§ **Work required**
From the text on gastric polyps, extract the passage starting with "The problem with" and going on through "(greater than 1-2cm).", copying it word for word.

§ **Text for analysis**
Polyps in Stomach

Q.What are the causes of gastric polyps? Are they something to be concerned about?

A.Gastric polyps are small protrusions in the lining of the stomach, often similar in appearance to the polyps found in the colon. It is not unusual for people to have gastric polyps. In fact, such polyps are detected in up to 25 percent of patients who undergo an upper endoscopy examination.

A. The vast majority of gastric polyps are benign, with no potential to become cancerous. The most common type, the hyperplastic polyp, is composed of many tiny, dilated glands. Another benign polyp, the fundic gland polyp, is also composed of glands and is typically found in the upper part of the stomach (the fundus). A third type of benign gastric polyp is the inflammatory polyp. This polyp, composed of enlarged cystic glands, is often found at the point where the stomach has been connected to the small intestine after a surgical procedure. There is a possible connection between inflammatory polyps and the bacterium Helicobacter pylori.

A rare type of polyp, the adenomatous polyp, is composed of glands that are growing in a premalignant fashion. As is the case with many colon polyps, adenomatous polyps can be a precursor to cancer. If an adenomatous polyp is found in the stomach, it must be completely removed.

The problem with treating gastric polyps is that it is impossible for a doctor to tell whether a polyp is benign or adenomatous simply by looking at it through an endoscope. So, doctors generally remove all gastric polyps, especially those that are larger than 1cm. In patients who have many small polyps, doctors usually try to remove at least the five largest ones.

Once the polyp is removed and the tissue is examined under the microscope, the type can be determined. Only gastric polyps of the adenomatous variety will need further endoscopic follow-up. Some experts also recommend follow-up of benign hyperplastic polyps if they are large (greater than 1-2cm).

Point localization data

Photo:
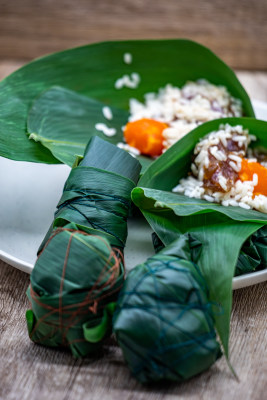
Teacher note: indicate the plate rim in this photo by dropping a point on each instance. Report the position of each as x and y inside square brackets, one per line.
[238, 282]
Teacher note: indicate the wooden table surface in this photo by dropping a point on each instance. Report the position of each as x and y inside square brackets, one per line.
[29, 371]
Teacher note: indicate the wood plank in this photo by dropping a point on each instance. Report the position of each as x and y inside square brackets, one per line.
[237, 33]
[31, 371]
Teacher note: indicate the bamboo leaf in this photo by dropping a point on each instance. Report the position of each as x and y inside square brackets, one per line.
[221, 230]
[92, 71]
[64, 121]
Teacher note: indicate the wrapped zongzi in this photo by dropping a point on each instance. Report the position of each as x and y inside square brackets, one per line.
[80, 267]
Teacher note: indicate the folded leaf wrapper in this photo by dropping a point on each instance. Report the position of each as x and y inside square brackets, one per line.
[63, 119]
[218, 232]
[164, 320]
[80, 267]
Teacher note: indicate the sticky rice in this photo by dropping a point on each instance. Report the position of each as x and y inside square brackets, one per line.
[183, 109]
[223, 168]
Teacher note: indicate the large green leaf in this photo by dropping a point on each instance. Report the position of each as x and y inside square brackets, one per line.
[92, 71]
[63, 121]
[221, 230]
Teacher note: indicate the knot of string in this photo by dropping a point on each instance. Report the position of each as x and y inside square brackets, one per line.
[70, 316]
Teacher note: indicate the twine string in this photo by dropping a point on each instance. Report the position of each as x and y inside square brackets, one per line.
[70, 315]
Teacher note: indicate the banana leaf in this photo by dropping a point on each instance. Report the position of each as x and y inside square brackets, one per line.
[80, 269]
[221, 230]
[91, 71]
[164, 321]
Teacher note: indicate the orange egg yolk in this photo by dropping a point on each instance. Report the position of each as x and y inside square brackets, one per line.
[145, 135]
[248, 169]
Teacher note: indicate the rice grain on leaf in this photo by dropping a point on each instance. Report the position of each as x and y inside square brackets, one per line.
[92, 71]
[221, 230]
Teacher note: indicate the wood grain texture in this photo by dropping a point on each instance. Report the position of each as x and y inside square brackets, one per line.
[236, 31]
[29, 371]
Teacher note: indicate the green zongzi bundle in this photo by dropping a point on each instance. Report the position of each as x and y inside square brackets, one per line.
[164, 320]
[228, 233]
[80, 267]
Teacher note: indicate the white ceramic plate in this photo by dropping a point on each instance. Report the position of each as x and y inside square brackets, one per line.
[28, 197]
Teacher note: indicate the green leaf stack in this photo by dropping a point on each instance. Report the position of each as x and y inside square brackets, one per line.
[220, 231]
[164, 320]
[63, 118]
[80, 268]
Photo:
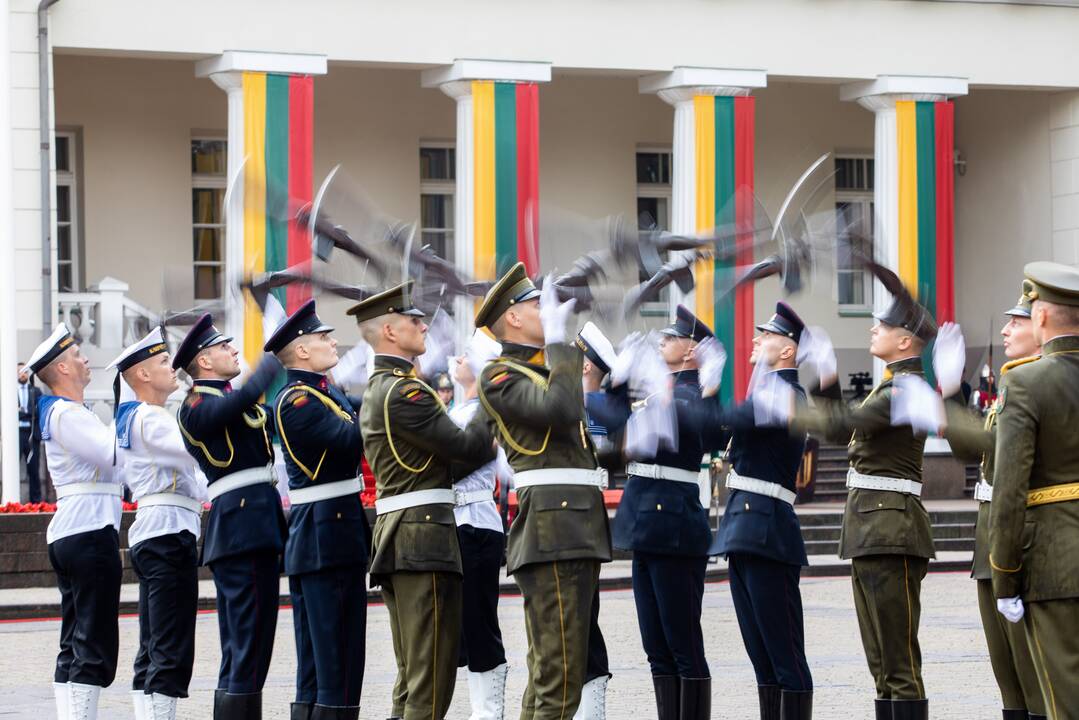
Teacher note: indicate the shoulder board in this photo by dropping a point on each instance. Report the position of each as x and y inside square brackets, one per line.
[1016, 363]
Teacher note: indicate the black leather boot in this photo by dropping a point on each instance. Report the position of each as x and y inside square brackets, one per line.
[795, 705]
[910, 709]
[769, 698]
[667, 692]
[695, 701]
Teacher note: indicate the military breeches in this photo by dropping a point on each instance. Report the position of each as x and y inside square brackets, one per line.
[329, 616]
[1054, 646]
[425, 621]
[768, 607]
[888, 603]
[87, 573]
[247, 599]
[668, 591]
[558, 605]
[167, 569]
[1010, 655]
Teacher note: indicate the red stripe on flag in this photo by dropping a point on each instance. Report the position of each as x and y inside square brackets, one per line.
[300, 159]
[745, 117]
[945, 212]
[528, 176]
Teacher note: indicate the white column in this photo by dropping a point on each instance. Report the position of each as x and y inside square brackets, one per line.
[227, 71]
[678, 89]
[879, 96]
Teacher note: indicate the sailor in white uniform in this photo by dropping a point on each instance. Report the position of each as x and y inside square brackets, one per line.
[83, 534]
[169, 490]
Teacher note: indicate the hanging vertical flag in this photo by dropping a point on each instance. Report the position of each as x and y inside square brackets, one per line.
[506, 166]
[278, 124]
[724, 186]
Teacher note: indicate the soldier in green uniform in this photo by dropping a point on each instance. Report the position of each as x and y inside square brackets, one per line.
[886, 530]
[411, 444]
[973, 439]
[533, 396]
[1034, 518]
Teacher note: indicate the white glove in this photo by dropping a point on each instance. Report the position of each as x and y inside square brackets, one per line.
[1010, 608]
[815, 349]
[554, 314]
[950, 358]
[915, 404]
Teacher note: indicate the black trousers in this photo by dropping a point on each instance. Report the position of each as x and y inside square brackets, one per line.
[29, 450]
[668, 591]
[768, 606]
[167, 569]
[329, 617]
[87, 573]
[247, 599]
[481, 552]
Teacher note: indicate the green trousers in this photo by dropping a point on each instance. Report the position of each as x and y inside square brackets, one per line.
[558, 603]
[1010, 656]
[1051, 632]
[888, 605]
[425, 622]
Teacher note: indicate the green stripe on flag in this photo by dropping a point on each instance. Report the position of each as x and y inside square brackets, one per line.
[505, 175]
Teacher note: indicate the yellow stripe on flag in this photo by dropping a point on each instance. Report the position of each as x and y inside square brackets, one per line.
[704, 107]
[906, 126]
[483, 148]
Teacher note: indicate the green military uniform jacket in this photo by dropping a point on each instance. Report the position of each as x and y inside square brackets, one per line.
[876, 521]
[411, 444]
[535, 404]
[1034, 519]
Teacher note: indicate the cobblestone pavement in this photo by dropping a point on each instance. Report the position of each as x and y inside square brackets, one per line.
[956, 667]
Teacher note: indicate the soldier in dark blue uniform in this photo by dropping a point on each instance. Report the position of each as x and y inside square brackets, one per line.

§ **Your response**
The problem with treating gastric polyps is that it is impossible for a doctor to tell whether a polyp is benign or adenomatous simply by looking at it through an endoscope. So, doctors generally remove all gastric polyps, especially those that are larger than 1cm. In patients who have many small polyps, doctors usually try to remove at least the five largest ones.

Once the polyp is removed and the tissue is examined under the microscope, the type can be determined. Only gastric polyps of the adenomatous variety will need further endoscopic follow-up. Some experts also recommend follow-up of benign hyperplastic polyps if they are large (greater than 1-2cm).